* TO DO: Reproduce only the rows from the line containing "Objective — one dot per instance of the cupcake" through the end of the rows, swapping "silver" for "glass" and keeping everything else the same.
+-------+
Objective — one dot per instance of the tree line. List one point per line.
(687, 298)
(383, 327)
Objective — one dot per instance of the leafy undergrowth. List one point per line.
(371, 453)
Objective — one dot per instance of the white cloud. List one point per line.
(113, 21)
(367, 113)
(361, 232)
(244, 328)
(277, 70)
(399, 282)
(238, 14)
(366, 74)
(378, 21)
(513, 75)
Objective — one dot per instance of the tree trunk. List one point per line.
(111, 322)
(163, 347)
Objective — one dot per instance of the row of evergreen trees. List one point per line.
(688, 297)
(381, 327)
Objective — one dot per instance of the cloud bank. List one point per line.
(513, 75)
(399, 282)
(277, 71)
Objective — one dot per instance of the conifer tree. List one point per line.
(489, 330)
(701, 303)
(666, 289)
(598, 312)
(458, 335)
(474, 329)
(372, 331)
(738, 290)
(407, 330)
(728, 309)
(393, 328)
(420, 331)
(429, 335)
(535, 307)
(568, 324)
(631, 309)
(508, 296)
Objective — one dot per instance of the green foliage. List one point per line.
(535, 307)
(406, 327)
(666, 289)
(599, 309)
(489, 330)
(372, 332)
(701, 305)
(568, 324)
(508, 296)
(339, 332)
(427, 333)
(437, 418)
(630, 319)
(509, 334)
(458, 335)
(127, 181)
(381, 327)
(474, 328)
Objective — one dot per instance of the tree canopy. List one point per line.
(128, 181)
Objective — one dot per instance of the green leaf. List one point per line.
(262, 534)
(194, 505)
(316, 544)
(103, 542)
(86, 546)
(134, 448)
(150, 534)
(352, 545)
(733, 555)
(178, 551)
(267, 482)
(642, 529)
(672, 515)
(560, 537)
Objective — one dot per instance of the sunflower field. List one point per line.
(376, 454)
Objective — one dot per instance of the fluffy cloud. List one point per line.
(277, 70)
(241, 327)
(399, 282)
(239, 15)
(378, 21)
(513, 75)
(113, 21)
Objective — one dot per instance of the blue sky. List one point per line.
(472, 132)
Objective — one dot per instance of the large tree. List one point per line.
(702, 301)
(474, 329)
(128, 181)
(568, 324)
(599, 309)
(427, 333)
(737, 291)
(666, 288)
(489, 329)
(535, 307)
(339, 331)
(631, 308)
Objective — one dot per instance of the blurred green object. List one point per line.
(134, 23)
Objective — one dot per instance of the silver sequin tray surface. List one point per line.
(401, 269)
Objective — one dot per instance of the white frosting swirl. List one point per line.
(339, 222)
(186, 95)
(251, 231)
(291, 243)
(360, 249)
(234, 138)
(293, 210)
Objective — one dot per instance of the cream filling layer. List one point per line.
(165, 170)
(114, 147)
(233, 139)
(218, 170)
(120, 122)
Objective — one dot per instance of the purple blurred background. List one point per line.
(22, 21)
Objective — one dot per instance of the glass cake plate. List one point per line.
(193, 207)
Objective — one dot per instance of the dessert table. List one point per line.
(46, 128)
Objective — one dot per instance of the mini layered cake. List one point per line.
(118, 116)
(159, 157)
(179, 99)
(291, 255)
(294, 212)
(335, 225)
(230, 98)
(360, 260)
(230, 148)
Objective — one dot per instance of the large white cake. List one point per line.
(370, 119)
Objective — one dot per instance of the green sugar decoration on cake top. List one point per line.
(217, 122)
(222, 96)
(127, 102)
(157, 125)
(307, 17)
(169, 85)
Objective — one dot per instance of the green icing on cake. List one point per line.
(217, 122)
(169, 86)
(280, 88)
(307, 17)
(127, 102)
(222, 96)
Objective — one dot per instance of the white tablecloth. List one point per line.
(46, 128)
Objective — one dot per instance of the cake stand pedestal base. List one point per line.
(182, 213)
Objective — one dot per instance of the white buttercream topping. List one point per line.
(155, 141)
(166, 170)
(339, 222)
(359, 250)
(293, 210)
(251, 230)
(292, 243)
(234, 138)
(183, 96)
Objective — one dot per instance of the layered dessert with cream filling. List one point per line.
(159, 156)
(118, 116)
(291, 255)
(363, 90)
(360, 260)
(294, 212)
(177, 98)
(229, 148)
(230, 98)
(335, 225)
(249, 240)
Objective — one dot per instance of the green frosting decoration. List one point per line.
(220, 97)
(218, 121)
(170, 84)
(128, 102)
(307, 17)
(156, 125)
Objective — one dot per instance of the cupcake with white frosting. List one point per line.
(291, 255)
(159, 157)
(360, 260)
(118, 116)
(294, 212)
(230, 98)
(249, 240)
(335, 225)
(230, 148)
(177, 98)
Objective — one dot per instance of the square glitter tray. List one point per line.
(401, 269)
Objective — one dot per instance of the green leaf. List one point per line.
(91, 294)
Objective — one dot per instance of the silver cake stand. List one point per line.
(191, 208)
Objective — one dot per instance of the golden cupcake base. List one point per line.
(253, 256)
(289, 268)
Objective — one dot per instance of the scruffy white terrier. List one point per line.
+-------+
* COMPLETED EXERCISE:
Objective — one dot per instance of the cupcake with white frosting. List one point per line.
(291, 255)
(159, 157)
(360, 260)
(118, 116)
(294, 212)
(230, 98)
(249, 240)
(335, 225)
(230, 148)
(177, 98)
Objective — one dot per instance of the square glitter tray. List one point per line.
(401, 269)
Objective — one dot per instance of the green leaf. List one point per line.
(91, 294)
Objective — one dot per instance of the glass cake stand. List one point per line.
(191, 208)
Objective — one dot per instance of the golden cupcake base. List one point per line.
(253, 256)
(289, 268)
Objective — one dot per instance of the scruffy white terrier. List one point per line.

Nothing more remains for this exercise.